Required action 1: In the passage about Sunday dinner and a French pork stew, translate the following sentence into Spanish: "I liked the prunes, Alan didn't, but we both agreed it was the fresh tarragon that put it over the top."
Required action 2: Write the next paragraph of the passage about Sunday dinner and a French pork stew, beginning after its final sentence.

Text under study:
********
And that is today’s installment of What Did You Have For Dinner, which I was reminded last week is perhaps a too-common topic around here. Well, hell. I can’t sparkle every day, and sometimes that’s the most interesting thing to happen in my rather sedate life. I’m writing this Sunday night to get a jump on Monday’s grind, and for now, at least, all is right with the world, which is a trite way to say I got the laundry done, Sunday dinner made/served/cleaned up after, and I more or less know what the week to come will bring. Plus, the full moon is rising in a clear sky, and I can see it from where I sit. Little things.

Oh, and while we’re on the subject, I made that French pork stew BobNG suggested last weekend, and it was great. I liked the prunes, Alan didn’t, but we both agreed it was the fresh tarragon that put it over the top. Again, not something most people keep on hand, but worth a trip to the fresh herbs section of your grocery. It’s a very good recipe.
********
Given data:
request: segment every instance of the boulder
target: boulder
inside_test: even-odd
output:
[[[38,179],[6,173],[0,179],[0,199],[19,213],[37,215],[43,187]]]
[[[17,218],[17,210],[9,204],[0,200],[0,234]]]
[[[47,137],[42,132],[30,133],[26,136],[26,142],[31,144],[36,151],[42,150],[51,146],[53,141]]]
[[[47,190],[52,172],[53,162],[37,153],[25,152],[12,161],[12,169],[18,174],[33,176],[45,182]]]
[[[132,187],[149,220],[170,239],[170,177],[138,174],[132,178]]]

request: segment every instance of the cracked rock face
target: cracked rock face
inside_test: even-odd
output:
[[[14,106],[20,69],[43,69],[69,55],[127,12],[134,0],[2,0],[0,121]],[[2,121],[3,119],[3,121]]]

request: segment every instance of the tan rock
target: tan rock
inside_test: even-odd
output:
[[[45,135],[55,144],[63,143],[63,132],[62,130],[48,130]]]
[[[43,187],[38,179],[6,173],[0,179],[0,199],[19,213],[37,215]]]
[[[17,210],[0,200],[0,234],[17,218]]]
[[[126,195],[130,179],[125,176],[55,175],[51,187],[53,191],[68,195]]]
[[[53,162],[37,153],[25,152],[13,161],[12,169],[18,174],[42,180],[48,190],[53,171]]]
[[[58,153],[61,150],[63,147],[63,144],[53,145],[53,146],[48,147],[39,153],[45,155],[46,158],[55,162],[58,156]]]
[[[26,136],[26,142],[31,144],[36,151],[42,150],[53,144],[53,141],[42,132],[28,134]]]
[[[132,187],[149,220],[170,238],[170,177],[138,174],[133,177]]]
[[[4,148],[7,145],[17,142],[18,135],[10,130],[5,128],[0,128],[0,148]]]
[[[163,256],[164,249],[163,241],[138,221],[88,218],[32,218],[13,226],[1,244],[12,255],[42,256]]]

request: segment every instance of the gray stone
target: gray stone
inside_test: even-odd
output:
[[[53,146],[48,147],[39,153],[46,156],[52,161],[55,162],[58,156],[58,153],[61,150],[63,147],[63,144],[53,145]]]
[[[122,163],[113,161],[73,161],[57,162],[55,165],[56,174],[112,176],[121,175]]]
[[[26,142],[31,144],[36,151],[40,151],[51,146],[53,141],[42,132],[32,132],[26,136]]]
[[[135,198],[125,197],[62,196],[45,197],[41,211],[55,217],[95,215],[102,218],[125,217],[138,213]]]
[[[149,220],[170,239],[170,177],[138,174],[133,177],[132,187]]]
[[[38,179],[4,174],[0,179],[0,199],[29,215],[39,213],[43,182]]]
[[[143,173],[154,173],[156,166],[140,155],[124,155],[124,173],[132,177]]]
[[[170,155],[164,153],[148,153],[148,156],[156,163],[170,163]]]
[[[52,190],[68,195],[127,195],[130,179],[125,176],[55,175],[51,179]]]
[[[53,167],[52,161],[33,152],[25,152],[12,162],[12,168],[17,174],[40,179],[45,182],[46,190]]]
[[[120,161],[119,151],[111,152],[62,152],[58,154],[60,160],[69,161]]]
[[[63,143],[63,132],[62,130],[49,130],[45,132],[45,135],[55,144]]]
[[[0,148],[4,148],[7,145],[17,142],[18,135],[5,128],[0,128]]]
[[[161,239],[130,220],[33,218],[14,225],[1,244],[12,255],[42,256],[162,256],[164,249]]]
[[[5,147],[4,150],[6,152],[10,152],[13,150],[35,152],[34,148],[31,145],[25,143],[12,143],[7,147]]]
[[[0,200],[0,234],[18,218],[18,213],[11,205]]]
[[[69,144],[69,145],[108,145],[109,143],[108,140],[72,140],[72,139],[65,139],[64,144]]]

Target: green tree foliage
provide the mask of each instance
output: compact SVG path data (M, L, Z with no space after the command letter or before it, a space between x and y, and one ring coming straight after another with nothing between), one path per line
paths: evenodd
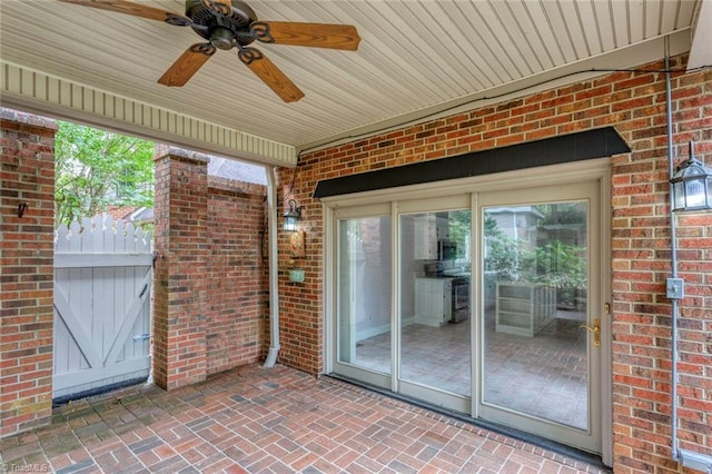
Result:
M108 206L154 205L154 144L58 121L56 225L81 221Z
********
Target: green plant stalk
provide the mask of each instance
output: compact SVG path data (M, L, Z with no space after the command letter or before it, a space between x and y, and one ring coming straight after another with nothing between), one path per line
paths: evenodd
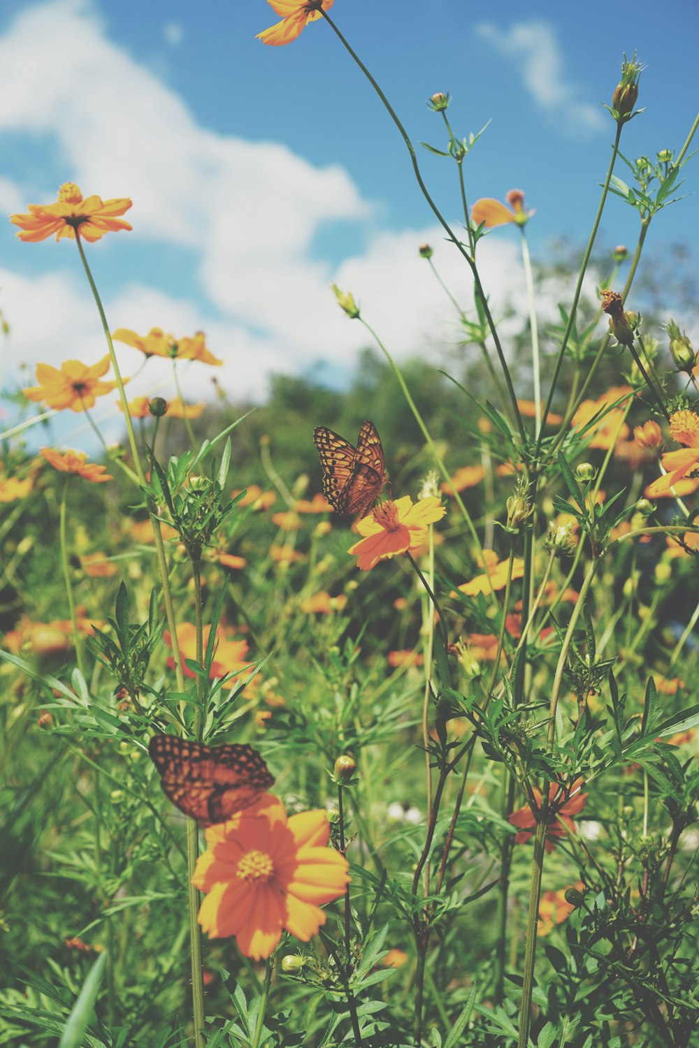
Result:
********
Exercise response 1: A mí me gustaron las ciruelas pasas, a Alan no, pero ambos coincidimos en que fue el estragón fresco lo que lo llevó a otro nivel.

Exercise response 2:
Which then reminds me that the poobahs at Cook’s Illustrated — where the French pork stew came from — were on “Fresh Air” last week, and gave a delightful interview about what it’s like to run a test kitchen. They said the biggest challenge is people who don’t follow the recipe, substituting this for that and then complaining it didn’t work. There was an anecdote about a man who whined about a chicken recipe that had required about half an hour of heat — the worst chicken he’d ever had, he said, before adding that he hadn’t had any chicken, and had substituted shrimp. Oh. Well. Cook’s is known for testing recipes dozens of times to get the very best one, and I’m indebted to them for solving my au gratin potatoes problem once and for all. Mine always turned out runny, but not anymore. The secret: Half-and-half, and start them on the stovetop before they go into the oven. Yum.

Have I bored you senseless yet? Good. Then let’s go to the bloggage:

I listened to Hank regarding “All-American Muslim,” and haven’t been watching:

Though there will be occasional arguments and mini-crises that come along whenever you put any human beings on TV and then tell them to pretend the camera crew is invisible, “All-American Muslim” is mainly an act of public relations, going out of its way to avoid becoming “The Real Housewives of Dearborn.”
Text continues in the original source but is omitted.